■ Problem details:
Each line of the records below needs repeating exactly. Skip the pictures.

■ Saved entries:
BEGIN

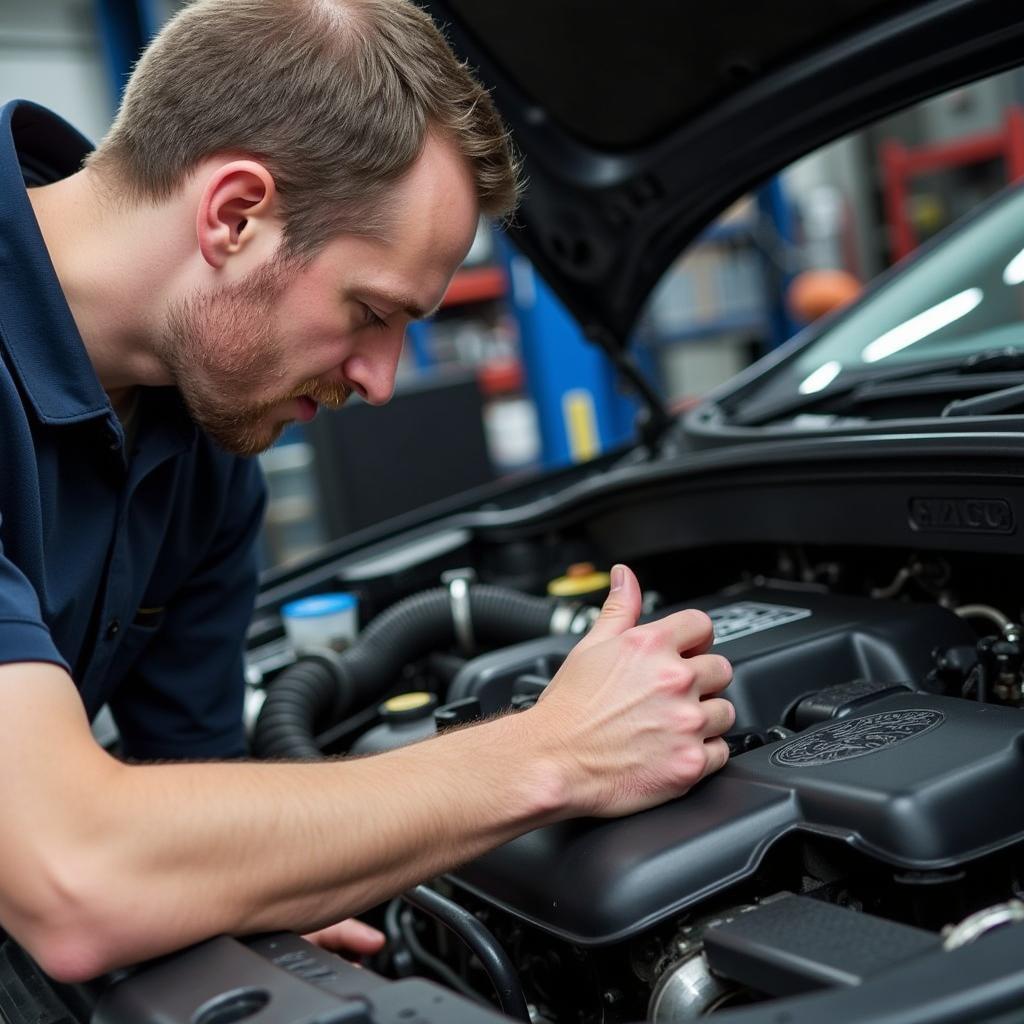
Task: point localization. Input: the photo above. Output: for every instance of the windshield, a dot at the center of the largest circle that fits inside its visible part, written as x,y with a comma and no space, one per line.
964,296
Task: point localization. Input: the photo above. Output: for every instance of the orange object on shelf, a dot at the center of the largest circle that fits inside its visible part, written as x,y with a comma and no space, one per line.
814,293
477,284
500,378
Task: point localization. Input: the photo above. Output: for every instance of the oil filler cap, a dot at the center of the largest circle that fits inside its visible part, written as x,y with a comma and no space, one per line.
409,707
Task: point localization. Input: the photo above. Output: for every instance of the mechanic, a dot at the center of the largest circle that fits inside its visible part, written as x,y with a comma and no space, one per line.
286,186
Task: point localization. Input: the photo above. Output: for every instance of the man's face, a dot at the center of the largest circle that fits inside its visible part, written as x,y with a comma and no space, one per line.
252,356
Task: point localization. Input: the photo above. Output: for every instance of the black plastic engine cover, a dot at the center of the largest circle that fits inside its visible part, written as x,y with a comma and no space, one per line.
918,781
785,644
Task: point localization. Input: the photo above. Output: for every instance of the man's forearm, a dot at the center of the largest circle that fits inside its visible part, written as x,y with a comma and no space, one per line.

END

■ Exercise output:
Task: point localization. Input: the photo above. Output: for every instance of the windshield, a dot at the center of the largest circle that fits inside its visible part, written as x,y with a comma and no space, one per line.
964,296
Task: point localization. Input: the photo above. Output: for every instance of the orange object on shelf, a dot at the center of the largest circle that fits inside its visible part, written as x,y with a comma and no space, one per line.
814,293
477,284
500,378
Task: point localization. Input: the photo above. Output: for every instance of the oil filler cap, a dot at the center of the largest circle that fits inside its visible part, written as x,y with a comma and no space, one per line.
409,707
Task: point localization. Input: the photo above. Output: for every instance of the mechanic, a dot at the center of the largest circle that fits inside its visible part, written as x,y with a comma and no space, one per line.
286,186
Task: point localization. Input: the photo above. Output: for every instance of the man's face, a dot at the center of the largest circle that fits inside its visible part, written as x,y with a comma and no space, one per line.
252,356
Task: point localization. Input: the photo above. Output: for every instance of the black plastic engine cover, a dot at the center of the largest circle that fits inside its visible part, written as x,y with a comma and no space, one per line.
918,781
785,644
Task: point localization. Input: the photo above. Output: for every instance of the man's forearm, a dot at the center of the largest circle that fits inside its visible part, written as x,y with a comma and no space, one per line.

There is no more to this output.